#### Requirements:
1. Transcribe word for word the part of the passage on Wachtell and Big Law that opens with the words containing "The WSJ on the" and closes with "partner last year.".
2. Pick up the piece on Wachtell and the death of Big Law after its final sentence and carry it forward.

#### Reading text:

******************************

The WSJ on the occasion of Martin Lipton’s 80th birthday, discusses the man and his firm.

On Wachtell’s structure, the article notes that Wachtell “has become one of the world’s most profitable and best-known legal brands under Mr. Lipton’s management,” that it charges “by the case, rather than by the hour,” that the firm’s “primary business getters today are in other generations,” “has a culture that’s so embedded, so deep,” that “partners—not teams of junior attorneys—do most of the work,” has only one office, pays its partners by a lockstep system rather than performance, and “is a fraction of the size of some rivals” (1/10th the size of Skadden).  Last but not least, the article notes that Wachtell had the highest profits per partner last year.

Wachtell is a classic example of what is likely to be a small group of firms that will survive what I’ve called The Death of Big Law.  I conclude that Big Law died (not is dying, or will die, but is dead) because it outgrew its ability to sustain itself.  Here’s my thesis in a nutshell (at 777):

The theory of the Big Law “firm” is based on the idea that the firm generates reputational capital. However, the conditions for maintaining this capital, particularly including seniority-based compensation and a rigid up-or-out promotion tournament, exist only in relatively few top-line firms, such as Cravath. Many more have adopted the Big Law form without the internal structure necessary to maintain it. When big firms try to expand without the support structure they are prone to failure.

Wachtell is succdessful because it stuck with the classic reputational capital model.  One wonders what will happen when Lipton’s gone, and a new guard faces the temptation to expand and leverage.

******************************

#### Extracted material:
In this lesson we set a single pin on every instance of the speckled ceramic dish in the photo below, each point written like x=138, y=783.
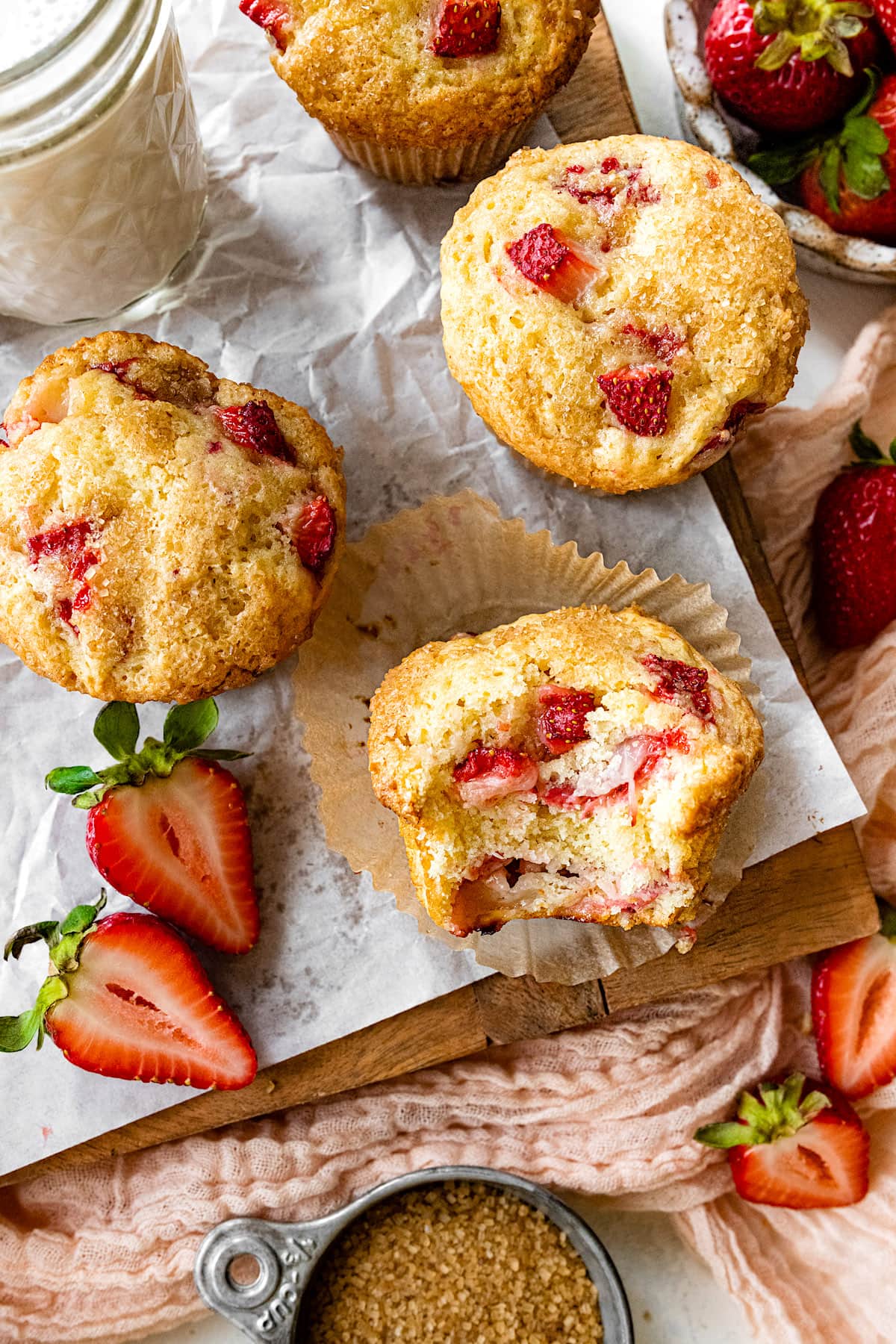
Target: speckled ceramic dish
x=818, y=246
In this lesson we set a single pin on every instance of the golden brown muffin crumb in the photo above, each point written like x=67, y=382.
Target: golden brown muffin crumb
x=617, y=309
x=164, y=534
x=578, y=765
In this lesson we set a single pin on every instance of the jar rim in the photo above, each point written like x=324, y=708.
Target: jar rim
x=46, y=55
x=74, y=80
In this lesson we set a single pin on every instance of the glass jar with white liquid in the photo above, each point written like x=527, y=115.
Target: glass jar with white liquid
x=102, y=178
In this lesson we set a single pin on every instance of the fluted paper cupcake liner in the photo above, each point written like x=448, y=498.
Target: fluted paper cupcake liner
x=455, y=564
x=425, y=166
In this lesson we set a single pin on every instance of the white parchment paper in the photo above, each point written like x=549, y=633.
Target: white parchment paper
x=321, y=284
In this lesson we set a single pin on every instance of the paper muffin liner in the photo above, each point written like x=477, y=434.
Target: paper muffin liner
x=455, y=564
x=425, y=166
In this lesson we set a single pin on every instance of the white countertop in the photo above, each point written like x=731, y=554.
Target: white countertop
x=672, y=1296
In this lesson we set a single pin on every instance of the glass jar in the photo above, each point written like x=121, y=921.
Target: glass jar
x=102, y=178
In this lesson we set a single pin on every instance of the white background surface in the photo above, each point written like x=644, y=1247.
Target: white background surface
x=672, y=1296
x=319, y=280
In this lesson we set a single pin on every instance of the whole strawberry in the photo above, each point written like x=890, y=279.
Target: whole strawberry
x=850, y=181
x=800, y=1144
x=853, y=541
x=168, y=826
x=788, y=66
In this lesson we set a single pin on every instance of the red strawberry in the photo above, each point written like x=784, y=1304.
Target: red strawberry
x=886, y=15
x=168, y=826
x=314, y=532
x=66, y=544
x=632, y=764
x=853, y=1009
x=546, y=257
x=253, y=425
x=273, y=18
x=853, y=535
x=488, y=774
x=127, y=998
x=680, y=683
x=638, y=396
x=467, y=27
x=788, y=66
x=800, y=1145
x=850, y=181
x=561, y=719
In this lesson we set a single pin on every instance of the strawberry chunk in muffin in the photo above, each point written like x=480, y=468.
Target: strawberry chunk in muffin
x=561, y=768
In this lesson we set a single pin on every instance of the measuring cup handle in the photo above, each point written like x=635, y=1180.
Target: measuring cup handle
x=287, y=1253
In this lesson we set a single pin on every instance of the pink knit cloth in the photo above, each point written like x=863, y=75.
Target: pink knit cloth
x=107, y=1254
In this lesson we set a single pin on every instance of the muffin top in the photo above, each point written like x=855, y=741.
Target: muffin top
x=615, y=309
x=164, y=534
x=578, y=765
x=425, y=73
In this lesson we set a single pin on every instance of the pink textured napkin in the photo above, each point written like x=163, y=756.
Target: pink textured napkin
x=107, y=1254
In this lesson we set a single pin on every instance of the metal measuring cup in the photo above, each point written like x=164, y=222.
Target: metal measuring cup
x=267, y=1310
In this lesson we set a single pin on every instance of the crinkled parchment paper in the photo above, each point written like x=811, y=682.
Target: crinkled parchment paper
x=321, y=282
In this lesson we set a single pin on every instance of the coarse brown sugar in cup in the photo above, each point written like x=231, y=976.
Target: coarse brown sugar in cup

******************************

#### The answers:
1.
The WSJ on the occasion of Martin Lipton’s 80th birthday, discusses the man and his firm.

On Wachtell’s structure, the article notes that Wachtell “has become one of the world’s most profitable and best-known legal brands under Mr. Lipton’s management,” that it charges “by the case, rather than by the hour,” that the firm’s “primary business getters today are in other generations,” “has a culture that’s so embedded, so deep,” that “partners—not teams of junior attorneys—do most of the work,” has only one office, pays its partners by a lockstep system rather than performance, and “is a fraction of the size of some rivals” (1/10th the size of Skadden).  Last but not least, the article notes that Wachtell had the highest profits per partner last year.

2.
The article of course notes Wachtell’s shining achievement — the creation of the poison pill.  This is significant as one of the few very successful legal “products.”  Here again, Wachtell is exceptional, as I discuss in the above article (at 779):

Although Wachtell’s becoming a dominant advisor on takeover defenses demonstrates that law firms can internalize the benefits of innovating legal products even without formal intellectual property rights protection, it is not clear when the necessary conditions exist. Martin Lipton could offer the pill to clients bundled with his own general high-level advice for corporate managers. Thus, even if clients could get any corporate law firm to draft a pill, many would prefer to buy the pill plus related advice from Wachtell. Lipton’s ability to capture the pill’s benefits gave him an incentive to serve as its public advocate and to produce a scholarly rationale for strong takeover defenses.

In a more recent paper, Bruce Kobayashi and I expand on the theme of legal products, and the significance of intellectual property rights in their creation outside the special circumstances of Marty Lipton.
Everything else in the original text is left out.